◆ Source text:

Re: IPv6 Anycast has been killed by LINUX patch in 2016 - who cares?

Toerless Eckert <tte@xxxxxxxxx> · Sat, 7 Aug 2021 17:17:16 +0200

Thanks, Mark, Jeff,

but let me rephrase my core question as its not answered, maybe
i wasn't asking it crisply enough or i didn't recognize the answer:

Do our RFCs say or imply anything about whether or not hosts can change
the IPv6 flow label field of a single flow during the lifetime
of a flow (MUST, SHOULD, MAY, ... MAY NOT, SHOULD NOT, MUST NOT)

Cheers
    Toerless

On Sat, Aug 07, 2021 at 01:29:44PM +1000, Mark Smith wrote:
> On Sat, 7 Aug 2021 at 11:49, Toerless Eckert <tte@xxxxxxxxx> wrote:
> >
> > [bitching]
> > I apologize for attempting to respond to the original post topic instead
> > of derailing the thread into my pet side topic without changing subject,
> > which seems to be expected behavior on ietf@xxxxxxxx.
> > [/bitching]
> >
> > Adding ipv6@xxxxxxxx as that seems to be the closest WG list for the topic.

◆ Tasks to complete:
**1.** In the IPv6 flow label post, list the requirement levels given in parentheses in the question about whether hosts can change the flow label field.
**2.** Please carry on the IPv6 flow label post from the point where it stops.

(Point annotation dataset records)

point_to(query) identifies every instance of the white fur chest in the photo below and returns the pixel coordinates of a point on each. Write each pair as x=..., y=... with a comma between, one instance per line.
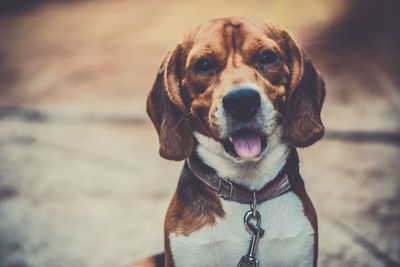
x=288, y=239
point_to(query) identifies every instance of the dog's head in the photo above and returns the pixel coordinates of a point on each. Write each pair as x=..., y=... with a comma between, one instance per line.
x=236, y=80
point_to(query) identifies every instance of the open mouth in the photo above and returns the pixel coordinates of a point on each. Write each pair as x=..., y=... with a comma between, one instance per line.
x=245, y=144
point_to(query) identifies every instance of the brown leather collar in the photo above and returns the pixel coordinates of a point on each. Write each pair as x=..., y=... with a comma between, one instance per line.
x=229, y=190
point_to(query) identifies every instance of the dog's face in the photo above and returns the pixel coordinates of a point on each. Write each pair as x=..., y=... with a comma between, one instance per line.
x=236, y=80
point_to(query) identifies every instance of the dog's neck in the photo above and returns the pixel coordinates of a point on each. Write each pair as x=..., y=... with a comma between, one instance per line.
x=254, y=174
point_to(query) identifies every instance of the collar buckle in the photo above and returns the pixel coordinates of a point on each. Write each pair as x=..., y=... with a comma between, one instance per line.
x=230, y=189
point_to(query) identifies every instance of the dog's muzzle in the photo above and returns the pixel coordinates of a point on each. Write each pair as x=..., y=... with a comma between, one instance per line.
x=246, y=140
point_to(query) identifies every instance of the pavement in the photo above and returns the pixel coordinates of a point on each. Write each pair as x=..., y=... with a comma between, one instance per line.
x=81, y=181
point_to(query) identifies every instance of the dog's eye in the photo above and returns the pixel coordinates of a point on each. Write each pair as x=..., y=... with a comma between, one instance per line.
x=267, y=58
x=204, y=65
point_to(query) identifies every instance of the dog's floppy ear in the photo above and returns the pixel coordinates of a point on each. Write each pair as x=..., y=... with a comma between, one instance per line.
x=167, y=110
x=305, y=94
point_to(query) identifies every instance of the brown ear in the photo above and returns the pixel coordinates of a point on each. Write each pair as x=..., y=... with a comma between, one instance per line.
x=304, y=97
x=167, y=111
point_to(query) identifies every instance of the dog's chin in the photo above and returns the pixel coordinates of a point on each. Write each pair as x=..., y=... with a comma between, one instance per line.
x=245, y=145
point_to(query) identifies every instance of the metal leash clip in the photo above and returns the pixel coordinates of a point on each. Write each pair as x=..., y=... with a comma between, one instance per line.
x=252, y=223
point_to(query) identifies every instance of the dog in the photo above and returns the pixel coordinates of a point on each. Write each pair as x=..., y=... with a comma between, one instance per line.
x=234, y=100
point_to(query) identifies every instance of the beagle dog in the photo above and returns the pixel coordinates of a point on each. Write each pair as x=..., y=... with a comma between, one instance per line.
x=234, y=99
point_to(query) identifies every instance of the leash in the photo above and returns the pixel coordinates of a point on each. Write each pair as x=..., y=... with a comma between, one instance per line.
x=228, y=190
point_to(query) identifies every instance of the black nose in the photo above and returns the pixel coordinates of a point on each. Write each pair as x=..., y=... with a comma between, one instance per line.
x=242, y=104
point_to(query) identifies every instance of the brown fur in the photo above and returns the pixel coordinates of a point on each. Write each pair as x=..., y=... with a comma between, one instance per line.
x=182, y=101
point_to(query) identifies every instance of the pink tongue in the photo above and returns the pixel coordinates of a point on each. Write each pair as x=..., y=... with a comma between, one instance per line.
x=248, y=146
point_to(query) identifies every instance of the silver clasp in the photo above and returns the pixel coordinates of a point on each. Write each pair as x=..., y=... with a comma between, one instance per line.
x=230, y=186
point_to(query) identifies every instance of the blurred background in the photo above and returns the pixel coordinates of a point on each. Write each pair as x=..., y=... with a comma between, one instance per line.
x=81, y=182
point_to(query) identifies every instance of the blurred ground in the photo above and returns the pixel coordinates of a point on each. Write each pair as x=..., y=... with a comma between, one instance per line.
x=81, y=182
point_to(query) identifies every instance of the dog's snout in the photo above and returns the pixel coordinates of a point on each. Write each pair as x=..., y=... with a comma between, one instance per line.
x=242, y=104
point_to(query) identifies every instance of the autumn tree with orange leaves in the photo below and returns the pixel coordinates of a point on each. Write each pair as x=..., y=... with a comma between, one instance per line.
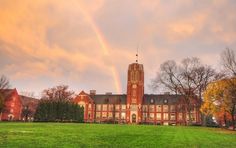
x=220, y=101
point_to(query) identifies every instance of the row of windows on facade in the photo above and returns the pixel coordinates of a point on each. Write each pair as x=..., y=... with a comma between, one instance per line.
x=159, y=116
x=145, y=108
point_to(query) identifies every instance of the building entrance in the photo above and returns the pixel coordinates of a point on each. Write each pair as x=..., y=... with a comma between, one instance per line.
x=133, y=118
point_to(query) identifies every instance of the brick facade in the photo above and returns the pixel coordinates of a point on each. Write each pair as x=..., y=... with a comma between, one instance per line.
x=12, y=106
x=135, y=106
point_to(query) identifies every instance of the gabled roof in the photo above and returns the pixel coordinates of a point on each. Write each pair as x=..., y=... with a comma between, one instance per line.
x=109, y=99
x=6, y=92
x=159, y=99
x=28, y=101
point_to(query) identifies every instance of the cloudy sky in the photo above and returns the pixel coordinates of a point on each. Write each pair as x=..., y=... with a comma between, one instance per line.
x=89, y=44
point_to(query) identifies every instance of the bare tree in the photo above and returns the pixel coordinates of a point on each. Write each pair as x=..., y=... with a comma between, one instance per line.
x=4, y=83
x=188, y=79
x=60, y=93
x=228, y=61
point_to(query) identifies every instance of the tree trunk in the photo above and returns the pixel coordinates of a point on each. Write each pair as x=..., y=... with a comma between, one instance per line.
x=203, y=119
x=189, y=118
x=233, y=121
x=225, y=120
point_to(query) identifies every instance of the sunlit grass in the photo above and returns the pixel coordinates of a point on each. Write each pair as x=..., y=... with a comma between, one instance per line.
x=104, y=135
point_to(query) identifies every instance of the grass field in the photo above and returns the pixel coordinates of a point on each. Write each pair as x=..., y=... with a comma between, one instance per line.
x=104, y=135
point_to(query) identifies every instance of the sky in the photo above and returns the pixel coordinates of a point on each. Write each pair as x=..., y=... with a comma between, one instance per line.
x=89, y=44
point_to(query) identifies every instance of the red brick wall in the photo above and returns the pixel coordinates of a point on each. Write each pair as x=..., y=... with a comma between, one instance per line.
x=12, y=107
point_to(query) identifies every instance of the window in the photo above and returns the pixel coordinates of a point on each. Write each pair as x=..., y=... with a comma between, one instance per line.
x=123, y=115
x=172, y=108
x=110, y=115
x=158, y=108
x=152, y=101
x=165, y=108
x=117, y=115
x=165, y=101
x=181, y=108
x=151, y=116
x=90, y=106
x=117, y=107
x=172, y=116
x=111, y=107
x=98, y=107
x=97, y=114
x=11, y=111
x=134, y=93
x=180, y=116
x=144, y=108
x=193, y=116
x=158, y=116
x=12, y=104
x=166, y=116
x=89, y=115
x=151, y=108
x=123, y=107
x=144, y=116
x=104, y=107
x=104, y=114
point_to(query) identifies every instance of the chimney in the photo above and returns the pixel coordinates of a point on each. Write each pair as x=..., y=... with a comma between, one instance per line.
x=166, y=93
x=92, y=92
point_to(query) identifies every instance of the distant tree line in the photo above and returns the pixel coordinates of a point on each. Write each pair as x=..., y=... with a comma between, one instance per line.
x=60, y=111
x=56, y=106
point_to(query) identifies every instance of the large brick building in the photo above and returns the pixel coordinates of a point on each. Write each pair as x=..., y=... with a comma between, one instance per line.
x=135, y=106
x=14, y=104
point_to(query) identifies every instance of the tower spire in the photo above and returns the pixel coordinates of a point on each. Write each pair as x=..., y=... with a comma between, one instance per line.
x=137, y=56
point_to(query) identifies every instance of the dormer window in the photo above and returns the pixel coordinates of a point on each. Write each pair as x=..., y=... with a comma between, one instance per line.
x=152, y=101
x=165, y=101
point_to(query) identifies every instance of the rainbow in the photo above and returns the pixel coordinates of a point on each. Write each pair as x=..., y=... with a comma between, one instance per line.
x=104, y=47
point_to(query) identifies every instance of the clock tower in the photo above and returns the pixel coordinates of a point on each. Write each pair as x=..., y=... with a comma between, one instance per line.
x=135, y=92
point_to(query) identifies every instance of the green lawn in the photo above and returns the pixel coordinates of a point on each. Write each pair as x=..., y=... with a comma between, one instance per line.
x=104, y=135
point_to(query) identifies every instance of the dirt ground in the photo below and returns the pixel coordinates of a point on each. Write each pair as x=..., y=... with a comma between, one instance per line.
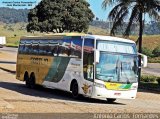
x=16, y=98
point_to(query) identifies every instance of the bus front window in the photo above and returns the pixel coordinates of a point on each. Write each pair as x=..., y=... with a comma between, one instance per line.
x=117, y=62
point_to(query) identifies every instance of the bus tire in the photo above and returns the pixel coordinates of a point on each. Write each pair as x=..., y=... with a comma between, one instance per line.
x=74, y=89
x=32, y=81
x=111, y=100
x=26, y=79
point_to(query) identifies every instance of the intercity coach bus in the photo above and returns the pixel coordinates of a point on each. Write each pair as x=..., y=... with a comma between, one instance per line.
x=101, y=67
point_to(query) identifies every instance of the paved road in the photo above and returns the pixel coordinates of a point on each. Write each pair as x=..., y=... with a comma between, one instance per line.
x=17, y=98
x=9, y=49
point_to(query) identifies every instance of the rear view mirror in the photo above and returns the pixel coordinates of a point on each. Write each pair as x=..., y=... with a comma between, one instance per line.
x=97, y=56
x=144, y=60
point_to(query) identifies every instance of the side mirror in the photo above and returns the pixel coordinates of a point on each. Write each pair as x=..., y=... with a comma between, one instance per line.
x=144, y=60
x=97, y=56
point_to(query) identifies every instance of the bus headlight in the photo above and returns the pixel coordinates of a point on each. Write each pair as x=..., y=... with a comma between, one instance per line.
x=134, y=87
x=99, y=85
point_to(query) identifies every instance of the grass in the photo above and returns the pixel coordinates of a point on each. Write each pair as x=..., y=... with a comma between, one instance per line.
x=149, y=82
x=149, y=86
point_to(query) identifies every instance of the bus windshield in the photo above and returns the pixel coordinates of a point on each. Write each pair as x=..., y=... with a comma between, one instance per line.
x=117, y=65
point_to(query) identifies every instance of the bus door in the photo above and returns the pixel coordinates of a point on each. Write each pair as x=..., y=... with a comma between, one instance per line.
x=88, y=67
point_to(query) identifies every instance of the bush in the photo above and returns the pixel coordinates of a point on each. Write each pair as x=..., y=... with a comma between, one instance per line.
x=147, y=78
x=147, y=51
x=158, y=80
x=156, y=51
x=154, y=60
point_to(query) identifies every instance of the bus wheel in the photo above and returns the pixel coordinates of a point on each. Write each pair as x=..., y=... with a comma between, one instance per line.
x=26, y=79
x=74, y=89
x=32, y=81
x=111, y=100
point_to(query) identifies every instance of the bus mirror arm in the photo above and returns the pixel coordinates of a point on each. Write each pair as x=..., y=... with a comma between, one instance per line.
x=97, y=56
x=144, y=60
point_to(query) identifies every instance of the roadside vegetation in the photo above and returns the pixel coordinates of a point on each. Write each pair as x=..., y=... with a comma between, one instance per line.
x=150, y=82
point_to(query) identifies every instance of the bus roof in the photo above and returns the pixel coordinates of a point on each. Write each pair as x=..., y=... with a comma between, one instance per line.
x=62, y=35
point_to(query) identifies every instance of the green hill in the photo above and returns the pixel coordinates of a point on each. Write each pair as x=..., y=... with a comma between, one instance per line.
x=13, y=32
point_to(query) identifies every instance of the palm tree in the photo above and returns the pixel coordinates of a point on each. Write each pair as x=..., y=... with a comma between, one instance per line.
x=134, y=11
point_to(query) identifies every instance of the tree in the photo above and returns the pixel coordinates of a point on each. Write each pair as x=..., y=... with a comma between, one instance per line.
x=134, y=10
x=60, y=15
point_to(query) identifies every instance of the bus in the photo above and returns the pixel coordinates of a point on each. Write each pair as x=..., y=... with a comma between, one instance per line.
x=101, y=67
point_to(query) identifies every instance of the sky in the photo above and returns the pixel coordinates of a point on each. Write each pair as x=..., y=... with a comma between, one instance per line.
x=95, y=6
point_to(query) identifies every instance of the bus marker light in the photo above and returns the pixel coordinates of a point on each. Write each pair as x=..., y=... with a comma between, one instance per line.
x=118, y=94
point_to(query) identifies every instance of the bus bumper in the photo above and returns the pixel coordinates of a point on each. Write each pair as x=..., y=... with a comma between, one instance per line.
x=99, y=92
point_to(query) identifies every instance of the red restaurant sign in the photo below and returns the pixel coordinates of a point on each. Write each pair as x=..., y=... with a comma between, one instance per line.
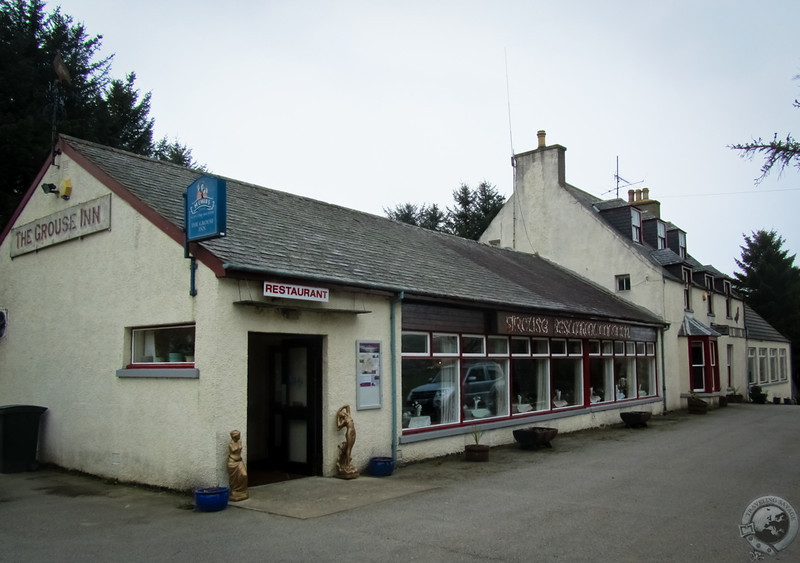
x=288, y=291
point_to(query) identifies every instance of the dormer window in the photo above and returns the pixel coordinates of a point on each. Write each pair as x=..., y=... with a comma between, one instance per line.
x=686, y=273
x=726, y=285
x=636, y=225
x=661, y=231
x=710, y=294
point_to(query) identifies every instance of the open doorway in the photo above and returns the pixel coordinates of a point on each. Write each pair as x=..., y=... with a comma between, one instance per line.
x=284, y=402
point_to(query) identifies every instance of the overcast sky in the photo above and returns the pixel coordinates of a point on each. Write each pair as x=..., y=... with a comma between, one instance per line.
x=370, y=104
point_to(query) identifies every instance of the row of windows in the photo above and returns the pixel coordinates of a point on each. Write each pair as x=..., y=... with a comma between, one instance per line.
x=443, y=344
x=449, y=379
x=767, y=365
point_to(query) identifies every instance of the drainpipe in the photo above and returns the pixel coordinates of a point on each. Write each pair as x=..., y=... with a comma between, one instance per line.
x=393, y=345
x=663, y=370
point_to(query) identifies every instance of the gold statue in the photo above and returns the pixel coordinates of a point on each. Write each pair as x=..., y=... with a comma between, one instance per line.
x=345, y=463
x=237, y=470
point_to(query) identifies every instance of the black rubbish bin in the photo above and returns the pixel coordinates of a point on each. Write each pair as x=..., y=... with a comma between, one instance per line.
x=19, y=437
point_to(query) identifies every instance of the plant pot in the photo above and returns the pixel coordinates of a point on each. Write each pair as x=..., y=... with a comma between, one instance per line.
x=381, y=466
x=535, y=437
x=212, y=499
x=476, y=452
x=635, y=419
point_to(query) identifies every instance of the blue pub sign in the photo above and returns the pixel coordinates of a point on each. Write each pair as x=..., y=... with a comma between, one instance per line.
x=206, y=209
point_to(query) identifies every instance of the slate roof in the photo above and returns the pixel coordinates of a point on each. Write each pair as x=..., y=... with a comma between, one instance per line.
x=759, y=329
x=273, y=233
x=664, y=257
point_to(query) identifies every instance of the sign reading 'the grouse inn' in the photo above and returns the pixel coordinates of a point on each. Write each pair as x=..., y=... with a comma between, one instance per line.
x=206, y=209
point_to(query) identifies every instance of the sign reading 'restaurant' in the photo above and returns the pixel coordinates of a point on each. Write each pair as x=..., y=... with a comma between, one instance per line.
x=287, y=291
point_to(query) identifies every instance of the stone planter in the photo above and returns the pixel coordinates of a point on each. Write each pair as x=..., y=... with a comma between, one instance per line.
x=476, y=452
x=535, y=437
x=635, y=419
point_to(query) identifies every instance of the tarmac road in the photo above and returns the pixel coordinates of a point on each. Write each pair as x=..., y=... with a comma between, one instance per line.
x=675, y=491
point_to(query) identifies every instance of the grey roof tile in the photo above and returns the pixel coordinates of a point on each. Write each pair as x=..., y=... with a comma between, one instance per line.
x=281, y=234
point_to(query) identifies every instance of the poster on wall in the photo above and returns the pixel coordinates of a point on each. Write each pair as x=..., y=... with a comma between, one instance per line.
x=368, y=374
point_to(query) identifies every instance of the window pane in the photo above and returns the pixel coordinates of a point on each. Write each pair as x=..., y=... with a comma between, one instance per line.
x=431, y=391
x=520, y=346
x=540, y=346
x=624, y=378
x=498, y=345
x=645, y=374
x=601, y=379
x=445, y=344
x=567, y=388
x=174, y=344
x=485, y=389
x=473, y=345
x=530, y=385
x=414, y=343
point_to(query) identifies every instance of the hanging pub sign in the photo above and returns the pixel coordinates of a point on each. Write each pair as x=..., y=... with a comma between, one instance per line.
x=206, y=209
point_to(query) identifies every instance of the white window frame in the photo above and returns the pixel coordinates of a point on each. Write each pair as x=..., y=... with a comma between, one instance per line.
x=636, y=225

◆ Answers to the problems:
**1.** MUST, SHOULD, MAY, MAY NOT, SHOULD NOT, MUST NOT

**2.**
> >
> > Brian reminded us that we have ample RFCs to elaborate on the fact that you can not
> > reasonably expect for connections to an anycast address to work when persistently
> > using the anycast address.
> >
> 
> Yes, even the first anycast RFC (RFC1546) recognised that.
> 
> > Christian pointed out how QUIC does the right thing. Great! Maybe we should
> > have a an anycast support hall of fame and shame for protocols: DOes or does it
> > not support single round-trip resolution of anycast to unicast address.
> >
> 
> MPTCP and SCTP could support that too:
> 
> https://tools.ietf.org/id/draft-smith-6man-form-func-anycast-addresses-01.html#rfc.section.5.7.7
> 
> 
> > But back to what seems to be the root cause, which isn't anycast, but IPv6
> > flow label "abuse" ?!
> >
> > I specifically had not heard of this Linux "hack" to change flow-label
> > mid-connection after TCP RTO to overcome a seemingly broken path and hope for
> > the new flow-label to pick another, working path (most likely in a data cener).
> >
> 
> The flow label is supposed to be a hint from hosts to the network as
> to what a flow is, so that the network can try to provide a better
> service to the hosts beyond the minimum that is provided by
> destination addresses based forwarding.
> 
> If these non-flow representing flow labels start making it harder for
> network operators to manage traffic flows, the answer is easy and will
> be inevitable. Network operators will ignore the flow label when doing
> ECMP or LAG.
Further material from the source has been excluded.